Provided text =>
- - - - -

Archive: How To

Gray Makeup: Fashion Phenomenon Translated for the Face

In recent years the color gray has paved a prominent reputation for itself on runways, draped as cozy sweaters, strutted in sexy ankle boots, and dressed up as a tailored suit. This fall, however, the color will leap from fashion to face, updating a woman’s look with the simple sweep of the lid. While makeup’s foray into gray might be a subtle reflection of a new economy, it more positively serves as a soothing force, revitalizing neutrality for beauty’s sake.

In fashion, we’ve seen gray’s ability to adapt. But the color’s versatility beyond the wardrobe is giving it staying power among beauty gurus as well. Emmanuelle Linard of Edelkoort Inc / Trend Union remarks, “[The industry] is making gray its new timeless basic, to be mixed with accents or other brownish neutrals. Well-being and beauty…will opt for the meditative and elegant sophistication of gray. For the Fall/Winter season, eye shadows adopt concrete hues for a refined city look, charcoal powders for a mysterious allure, or a metallic silver shine. Gray is an appeasing long-term story in times of centering on seductive essentials.”

- - - - -

Information shown =>
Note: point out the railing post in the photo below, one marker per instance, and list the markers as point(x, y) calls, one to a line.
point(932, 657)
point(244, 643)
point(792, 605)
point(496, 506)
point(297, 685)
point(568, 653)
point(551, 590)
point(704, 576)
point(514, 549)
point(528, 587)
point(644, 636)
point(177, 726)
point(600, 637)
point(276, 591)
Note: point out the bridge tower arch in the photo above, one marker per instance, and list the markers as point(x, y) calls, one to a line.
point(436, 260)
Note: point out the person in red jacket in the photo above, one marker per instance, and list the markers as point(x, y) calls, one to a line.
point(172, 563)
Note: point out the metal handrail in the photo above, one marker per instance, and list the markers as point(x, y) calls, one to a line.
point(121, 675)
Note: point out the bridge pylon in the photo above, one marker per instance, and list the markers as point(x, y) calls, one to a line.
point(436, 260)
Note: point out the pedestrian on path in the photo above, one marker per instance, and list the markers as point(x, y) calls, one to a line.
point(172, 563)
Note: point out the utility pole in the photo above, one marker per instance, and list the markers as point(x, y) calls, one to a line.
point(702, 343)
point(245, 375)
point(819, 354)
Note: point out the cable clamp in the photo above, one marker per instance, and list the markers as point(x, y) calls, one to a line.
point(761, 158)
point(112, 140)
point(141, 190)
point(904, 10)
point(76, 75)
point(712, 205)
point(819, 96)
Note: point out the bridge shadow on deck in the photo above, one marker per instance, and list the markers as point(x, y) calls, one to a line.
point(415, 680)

- - - - -

Extract from the gray makeup text, word for word, the part running from "Gray Makeup: Fashion" up to and including "for beauty’s sake.".

Gray Makeup: Fashion Phenomenon Translated for the Face

In recent years the color gray has paved a prominent reputation for itself on runways, draped as cozy sweaters, strutted in sexy ankle boots, and dressed up as a tailored suit. This fall, however, the color will leap from fashion to face, updating a woman’s look with the simple sweep of the lid. While makeup’s foray into gray might be a subtle reflection of a new economy, it more positively serves as a soothing force, revitalizing neutrality for beauty’s sake.